━━━━━ Provided text
POST
/
api
/
v3
/
inference
/
chat
/
vision
Generate Vision-Language Chat Completions
curl --request POST \
  --url https://api.nugen.in/api/v3/inference/chat/vision \
  --header 'Authorization: Bearer <token>' \
  --header 'Content-Type: application/json' \
  --data '{
  "max_tokens": "2000",
  "messages": [
    {
      "content": [
        {
          "text": "Can you describe this image?",
          "type": "text"
        },
        {
          "image_url": {
            "url": "https://upload.wikimedia.org/wikipedia/commons/c/c7/Asiatic_Lioness_with_around_30_days_old_cub.jpg"
          },
          "type": "image_url"
        }
      ],
      "role": "user"
    }
  ],
  "model": "nugen-flash-vision",
  "prompt_truncate_len": 1500,
  "temperature": 1
}'
{
  "choices": [
    {
      "finish_reason": "stop",
      "index": 0,
      "message": {
        "content": "The image in document describes a flowchart in a patent for optimizing jet engine compressor.",
        "role": "assistant"
      }
    }
  ],
  "created": 16286546649.54,
  "id": "nugen-1234",
  "model": "nugen-flash-vision",
  "usage": {
    "completion_tokens": 7,
    "prompt_tokens": 5,
    "total_tokens": 12
  }
}

Authorizations

Authorization
string
header
required

Bearer authentication header of the form Bearer <token>, where <token> is your auth token.

Body

application/json
model
string
required

The name of the vision model to use.

messages
any[]
required

A list of messages comprising the conversation so far.
━━━━━━━━━━
━━━━━ Records provided
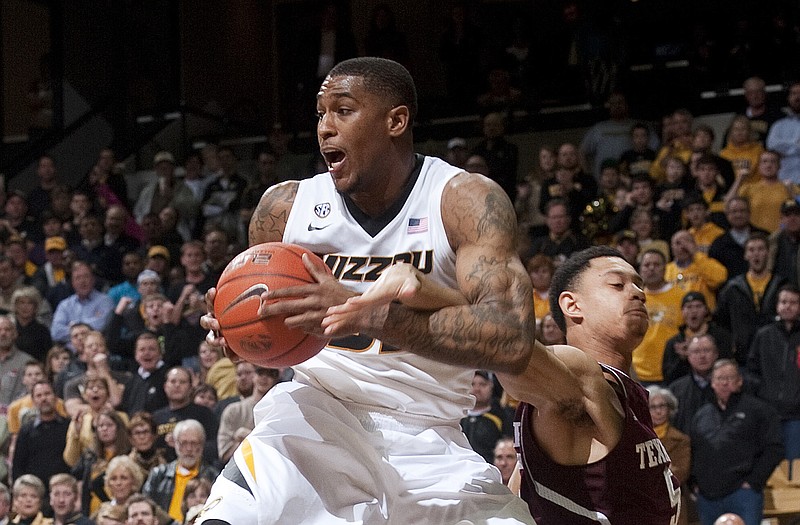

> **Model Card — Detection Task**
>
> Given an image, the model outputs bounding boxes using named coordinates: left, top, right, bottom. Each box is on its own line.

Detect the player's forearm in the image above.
left=370, top=298, right=533, bottom=373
━━━━━━━━━━
• Exercise description
Continue the API reference for vision-language chat completions, starting right after its final sentence.

• Task output
Minimum length: 1
max_tokens
integer | null
default:2000

The maximum number of tokens to generate in the completion.

prompt_truncate_len
integer | null
default:1500

The size to which to truncate chat prompts.

temperature
number | null
default:1

What sampling temperature to use.

Required range: 0 <= x <= 2

Response

Generated multi-modal chat response with image understanding capabilities

id
string
required

A unique identifier of the response.

created
number
required

The Unix time in seconds when the response was generated.

model
string
required

The model used for the chat completion.

choices
Choice · object[]
required

The list of chat completion choices.

usage
object | null

Usage statistics.

For streaming responses, usage field is included in the very last response chunk returned.

Note that returning usage for streaming requests is a popular LLM API extension. If you use any popular LLM SDK, you might access the field directly even if it's not present in the type signature in the SDK.